- **DATA EXTRACT**:
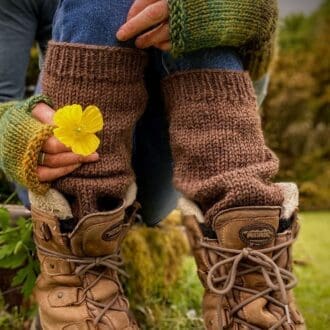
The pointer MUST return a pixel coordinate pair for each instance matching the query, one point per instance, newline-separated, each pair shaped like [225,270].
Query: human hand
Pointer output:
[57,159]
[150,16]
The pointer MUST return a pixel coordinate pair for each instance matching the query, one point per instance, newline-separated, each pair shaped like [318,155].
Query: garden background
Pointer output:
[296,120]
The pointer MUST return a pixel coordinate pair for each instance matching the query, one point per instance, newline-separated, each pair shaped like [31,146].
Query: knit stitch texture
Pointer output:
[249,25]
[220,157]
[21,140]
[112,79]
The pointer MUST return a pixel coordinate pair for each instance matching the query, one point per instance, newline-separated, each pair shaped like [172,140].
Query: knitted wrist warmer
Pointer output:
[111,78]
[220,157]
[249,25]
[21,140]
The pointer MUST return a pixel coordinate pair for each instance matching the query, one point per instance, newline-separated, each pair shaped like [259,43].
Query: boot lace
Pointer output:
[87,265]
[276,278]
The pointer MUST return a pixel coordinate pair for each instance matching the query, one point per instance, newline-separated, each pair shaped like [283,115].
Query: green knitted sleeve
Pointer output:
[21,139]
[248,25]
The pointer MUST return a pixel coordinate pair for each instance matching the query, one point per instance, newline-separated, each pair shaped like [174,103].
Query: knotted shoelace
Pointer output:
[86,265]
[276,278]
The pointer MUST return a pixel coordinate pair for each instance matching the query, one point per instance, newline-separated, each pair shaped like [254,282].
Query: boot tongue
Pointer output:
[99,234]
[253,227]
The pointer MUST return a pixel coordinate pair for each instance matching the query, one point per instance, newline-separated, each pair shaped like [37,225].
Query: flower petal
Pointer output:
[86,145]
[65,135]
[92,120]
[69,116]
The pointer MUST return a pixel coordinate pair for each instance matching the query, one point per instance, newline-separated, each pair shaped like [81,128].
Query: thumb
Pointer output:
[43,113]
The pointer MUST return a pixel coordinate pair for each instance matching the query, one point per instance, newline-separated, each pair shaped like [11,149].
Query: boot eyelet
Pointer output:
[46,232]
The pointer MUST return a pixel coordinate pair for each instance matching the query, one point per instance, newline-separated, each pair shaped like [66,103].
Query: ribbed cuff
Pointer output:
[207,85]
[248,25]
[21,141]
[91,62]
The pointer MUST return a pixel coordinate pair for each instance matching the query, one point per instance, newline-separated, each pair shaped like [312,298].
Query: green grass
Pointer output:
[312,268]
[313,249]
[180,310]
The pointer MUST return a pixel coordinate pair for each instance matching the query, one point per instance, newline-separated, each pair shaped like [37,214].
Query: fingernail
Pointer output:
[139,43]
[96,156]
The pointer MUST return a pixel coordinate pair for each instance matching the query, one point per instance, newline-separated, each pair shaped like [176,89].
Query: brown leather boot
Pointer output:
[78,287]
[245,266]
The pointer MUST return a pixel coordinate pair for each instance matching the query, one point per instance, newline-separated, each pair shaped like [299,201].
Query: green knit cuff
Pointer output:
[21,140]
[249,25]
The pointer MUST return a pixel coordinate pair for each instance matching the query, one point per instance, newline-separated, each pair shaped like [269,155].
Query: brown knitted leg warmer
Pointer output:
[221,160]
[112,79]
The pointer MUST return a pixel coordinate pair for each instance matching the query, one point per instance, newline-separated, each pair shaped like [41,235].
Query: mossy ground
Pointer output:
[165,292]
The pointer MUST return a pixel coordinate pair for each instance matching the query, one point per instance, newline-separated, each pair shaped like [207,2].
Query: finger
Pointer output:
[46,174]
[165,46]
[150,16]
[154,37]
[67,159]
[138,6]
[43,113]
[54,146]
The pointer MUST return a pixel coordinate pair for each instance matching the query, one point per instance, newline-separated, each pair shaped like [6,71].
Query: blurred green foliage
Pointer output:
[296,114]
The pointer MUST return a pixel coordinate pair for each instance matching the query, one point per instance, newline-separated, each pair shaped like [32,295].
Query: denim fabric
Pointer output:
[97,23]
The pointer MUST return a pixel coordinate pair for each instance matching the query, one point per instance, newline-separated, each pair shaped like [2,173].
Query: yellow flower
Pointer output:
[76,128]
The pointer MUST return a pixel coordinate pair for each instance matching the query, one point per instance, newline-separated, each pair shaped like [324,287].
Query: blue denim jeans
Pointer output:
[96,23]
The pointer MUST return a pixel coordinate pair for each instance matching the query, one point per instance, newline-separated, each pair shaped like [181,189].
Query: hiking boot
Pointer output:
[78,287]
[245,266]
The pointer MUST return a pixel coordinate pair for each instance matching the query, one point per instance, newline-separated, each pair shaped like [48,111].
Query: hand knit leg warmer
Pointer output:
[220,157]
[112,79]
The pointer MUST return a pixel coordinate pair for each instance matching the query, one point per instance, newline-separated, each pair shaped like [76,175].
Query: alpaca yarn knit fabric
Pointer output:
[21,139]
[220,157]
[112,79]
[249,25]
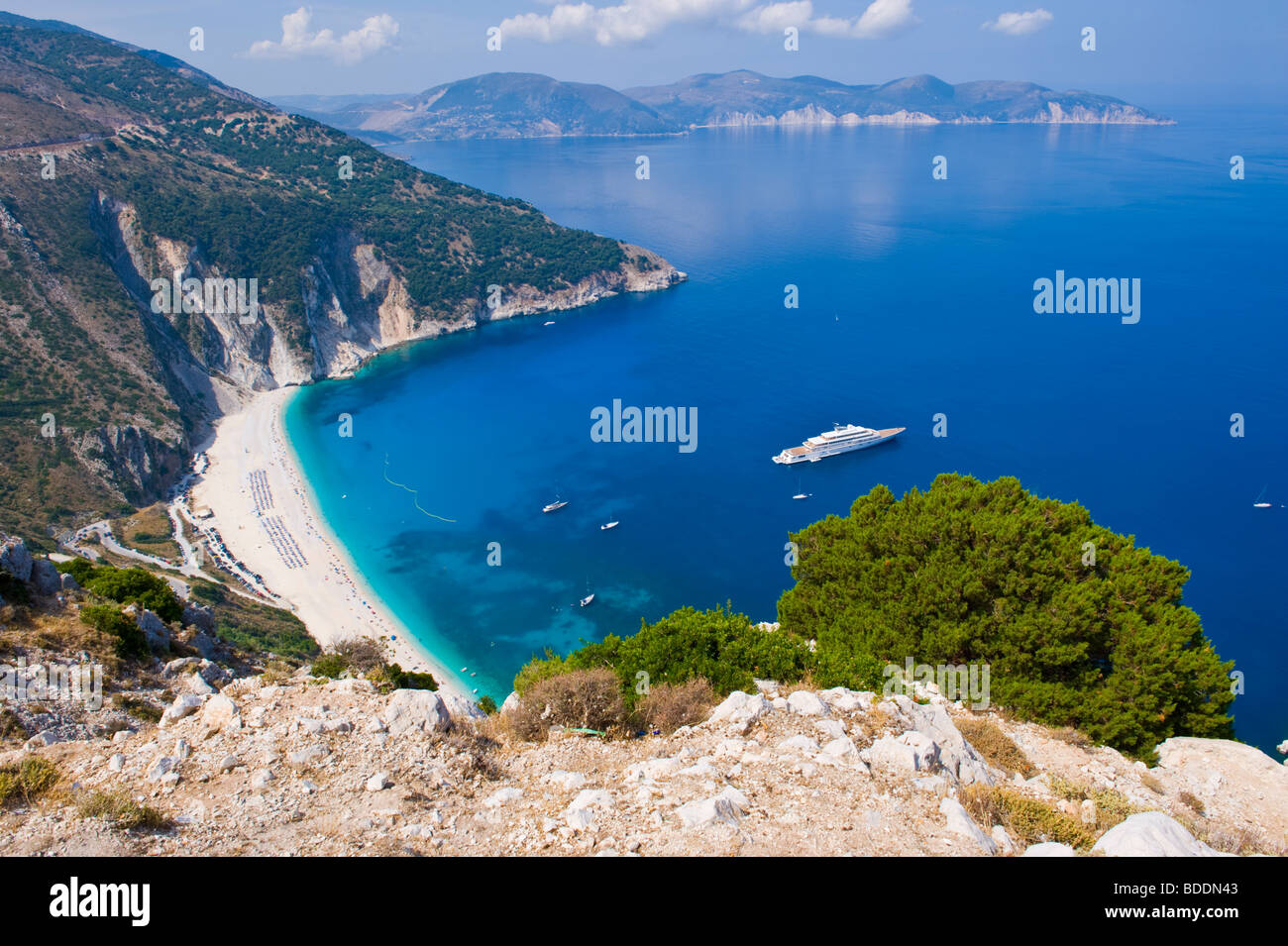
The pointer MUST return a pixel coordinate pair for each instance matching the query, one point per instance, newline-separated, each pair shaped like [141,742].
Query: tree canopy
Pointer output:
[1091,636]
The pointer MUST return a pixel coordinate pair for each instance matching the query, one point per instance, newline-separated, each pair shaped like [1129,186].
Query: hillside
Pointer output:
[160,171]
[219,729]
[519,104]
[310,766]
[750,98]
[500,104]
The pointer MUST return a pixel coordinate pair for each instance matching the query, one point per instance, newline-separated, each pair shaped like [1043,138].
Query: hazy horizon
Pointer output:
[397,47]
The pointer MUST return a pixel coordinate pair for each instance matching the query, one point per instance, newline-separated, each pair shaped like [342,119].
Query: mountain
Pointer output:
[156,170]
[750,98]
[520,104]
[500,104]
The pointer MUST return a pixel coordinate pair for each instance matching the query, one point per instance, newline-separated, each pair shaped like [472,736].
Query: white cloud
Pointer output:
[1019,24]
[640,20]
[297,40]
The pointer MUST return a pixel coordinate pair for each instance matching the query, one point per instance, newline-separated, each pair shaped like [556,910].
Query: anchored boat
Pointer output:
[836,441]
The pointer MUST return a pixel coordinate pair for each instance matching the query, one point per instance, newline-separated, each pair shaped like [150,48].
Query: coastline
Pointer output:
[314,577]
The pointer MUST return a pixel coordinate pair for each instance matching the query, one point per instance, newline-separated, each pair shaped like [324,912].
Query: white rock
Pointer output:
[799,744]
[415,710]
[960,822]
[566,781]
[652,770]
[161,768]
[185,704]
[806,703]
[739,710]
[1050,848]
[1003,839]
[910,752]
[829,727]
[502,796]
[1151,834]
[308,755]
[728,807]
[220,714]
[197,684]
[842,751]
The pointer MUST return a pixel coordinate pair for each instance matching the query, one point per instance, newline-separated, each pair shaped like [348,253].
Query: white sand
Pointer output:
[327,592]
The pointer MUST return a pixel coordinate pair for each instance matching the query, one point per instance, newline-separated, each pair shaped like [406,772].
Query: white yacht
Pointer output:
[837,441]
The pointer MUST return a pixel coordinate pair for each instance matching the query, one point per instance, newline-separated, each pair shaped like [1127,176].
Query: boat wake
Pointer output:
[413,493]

...

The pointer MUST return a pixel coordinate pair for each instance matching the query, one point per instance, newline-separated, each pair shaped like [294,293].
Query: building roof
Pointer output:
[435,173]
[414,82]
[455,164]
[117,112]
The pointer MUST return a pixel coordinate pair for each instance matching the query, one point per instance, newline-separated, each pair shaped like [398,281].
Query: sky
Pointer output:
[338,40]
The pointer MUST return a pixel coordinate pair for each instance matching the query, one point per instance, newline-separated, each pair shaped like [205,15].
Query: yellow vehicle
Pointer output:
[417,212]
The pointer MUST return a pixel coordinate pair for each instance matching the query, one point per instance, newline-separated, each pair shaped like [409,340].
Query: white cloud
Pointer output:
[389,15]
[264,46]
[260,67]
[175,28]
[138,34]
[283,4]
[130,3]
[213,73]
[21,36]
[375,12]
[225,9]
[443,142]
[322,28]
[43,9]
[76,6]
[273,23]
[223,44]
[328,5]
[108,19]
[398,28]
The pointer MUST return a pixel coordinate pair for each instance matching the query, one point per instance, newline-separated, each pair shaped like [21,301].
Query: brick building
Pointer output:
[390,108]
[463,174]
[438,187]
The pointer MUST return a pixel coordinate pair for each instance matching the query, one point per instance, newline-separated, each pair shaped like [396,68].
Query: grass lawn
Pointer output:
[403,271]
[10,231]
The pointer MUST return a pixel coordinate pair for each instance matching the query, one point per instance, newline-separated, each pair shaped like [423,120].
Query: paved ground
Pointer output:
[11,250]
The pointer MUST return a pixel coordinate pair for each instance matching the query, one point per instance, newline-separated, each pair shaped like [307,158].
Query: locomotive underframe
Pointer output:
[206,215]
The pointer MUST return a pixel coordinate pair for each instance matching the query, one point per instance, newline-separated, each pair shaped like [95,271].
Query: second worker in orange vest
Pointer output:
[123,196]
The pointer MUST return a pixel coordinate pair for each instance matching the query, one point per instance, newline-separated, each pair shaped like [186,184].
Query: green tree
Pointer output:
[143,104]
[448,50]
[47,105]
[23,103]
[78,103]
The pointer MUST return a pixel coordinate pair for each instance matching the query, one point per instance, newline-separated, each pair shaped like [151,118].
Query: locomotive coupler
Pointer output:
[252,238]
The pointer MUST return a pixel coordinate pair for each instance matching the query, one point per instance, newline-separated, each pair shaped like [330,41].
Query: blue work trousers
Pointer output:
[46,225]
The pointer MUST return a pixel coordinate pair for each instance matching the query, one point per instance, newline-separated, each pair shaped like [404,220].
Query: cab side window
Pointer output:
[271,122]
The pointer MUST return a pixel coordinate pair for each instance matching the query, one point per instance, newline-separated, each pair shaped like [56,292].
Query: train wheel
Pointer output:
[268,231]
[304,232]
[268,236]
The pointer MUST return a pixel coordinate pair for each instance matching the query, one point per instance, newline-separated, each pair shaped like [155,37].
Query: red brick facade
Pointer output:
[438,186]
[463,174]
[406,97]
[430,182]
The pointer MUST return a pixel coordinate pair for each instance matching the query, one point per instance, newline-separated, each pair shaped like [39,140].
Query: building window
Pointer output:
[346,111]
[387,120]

--

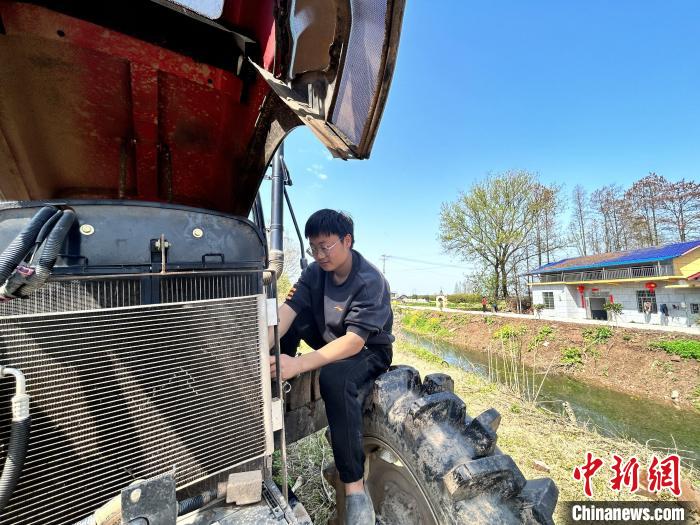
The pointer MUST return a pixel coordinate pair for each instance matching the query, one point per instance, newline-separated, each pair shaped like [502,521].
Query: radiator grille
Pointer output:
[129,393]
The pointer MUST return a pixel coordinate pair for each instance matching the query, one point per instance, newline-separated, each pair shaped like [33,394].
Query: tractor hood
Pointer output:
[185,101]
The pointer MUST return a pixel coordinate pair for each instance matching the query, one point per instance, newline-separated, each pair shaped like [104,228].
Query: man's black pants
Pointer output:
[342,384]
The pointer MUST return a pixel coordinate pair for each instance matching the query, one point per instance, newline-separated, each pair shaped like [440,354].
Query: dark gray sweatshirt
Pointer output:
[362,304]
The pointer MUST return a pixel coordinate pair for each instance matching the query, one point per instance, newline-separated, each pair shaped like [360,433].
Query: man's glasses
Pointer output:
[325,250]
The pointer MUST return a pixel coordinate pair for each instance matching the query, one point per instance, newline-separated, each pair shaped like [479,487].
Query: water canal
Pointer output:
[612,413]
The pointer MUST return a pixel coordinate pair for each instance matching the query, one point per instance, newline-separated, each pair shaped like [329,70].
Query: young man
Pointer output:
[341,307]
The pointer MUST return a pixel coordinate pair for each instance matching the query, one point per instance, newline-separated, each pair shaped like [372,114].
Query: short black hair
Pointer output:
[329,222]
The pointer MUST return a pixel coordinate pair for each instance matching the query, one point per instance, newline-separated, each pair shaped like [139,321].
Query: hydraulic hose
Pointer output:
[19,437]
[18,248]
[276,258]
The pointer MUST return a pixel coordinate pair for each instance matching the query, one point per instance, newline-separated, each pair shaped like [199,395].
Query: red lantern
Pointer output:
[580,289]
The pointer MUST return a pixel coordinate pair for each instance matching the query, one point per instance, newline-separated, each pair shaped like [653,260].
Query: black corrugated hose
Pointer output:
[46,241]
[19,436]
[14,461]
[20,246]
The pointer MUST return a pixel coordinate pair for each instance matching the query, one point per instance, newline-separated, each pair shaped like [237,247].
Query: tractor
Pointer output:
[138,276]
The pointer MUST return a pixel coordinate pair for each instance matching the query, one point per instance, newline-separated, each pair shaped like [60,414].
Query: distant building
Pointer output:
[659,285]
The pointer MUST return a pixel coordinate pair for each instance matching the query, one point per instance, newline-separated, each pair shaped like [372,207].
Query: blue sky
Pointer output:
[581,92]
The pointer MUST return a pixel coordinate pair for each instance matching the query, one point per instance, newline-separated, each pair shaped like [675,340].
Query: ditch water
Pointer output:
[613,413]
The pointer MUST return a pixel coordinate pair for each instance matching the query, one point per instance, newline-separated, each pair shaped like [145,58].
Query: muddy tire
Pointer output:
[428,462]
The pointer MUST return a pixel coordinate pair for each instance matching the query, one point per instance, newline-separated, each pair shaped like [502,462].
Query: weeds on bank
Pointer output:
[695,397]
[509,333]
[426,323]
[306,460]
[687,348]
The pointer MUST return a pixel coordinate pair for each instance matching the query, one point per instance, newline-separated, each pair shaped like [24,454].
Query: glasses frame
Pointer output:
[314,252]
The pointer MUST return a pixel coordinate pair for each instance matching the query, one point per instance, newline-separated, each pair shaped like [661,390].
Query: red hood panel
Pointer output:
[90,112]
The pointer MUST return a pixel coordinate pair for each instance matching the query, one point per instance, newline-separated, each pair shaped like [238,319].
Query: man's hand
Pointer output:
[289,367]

- **WHAT IS EXPECTED**: Locate each line in the entries that contains the word "fabric" and copy those lines out in full.

- **FULL SOLUTION**:
Query: denim fabric
Query: alpaca yarn knit fabric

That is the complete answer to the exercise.